━━ Data for this exercise

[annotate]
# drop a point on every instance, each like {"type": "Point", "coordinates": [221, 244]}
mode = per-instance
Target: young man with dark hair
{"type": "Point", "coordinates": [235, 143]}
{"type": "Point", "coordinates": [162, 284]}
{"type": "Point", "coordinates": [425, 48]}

━━━━

**Task to complete**
How many lines in the material contain the string "type"? Reply with the number only.

**Expected output**
4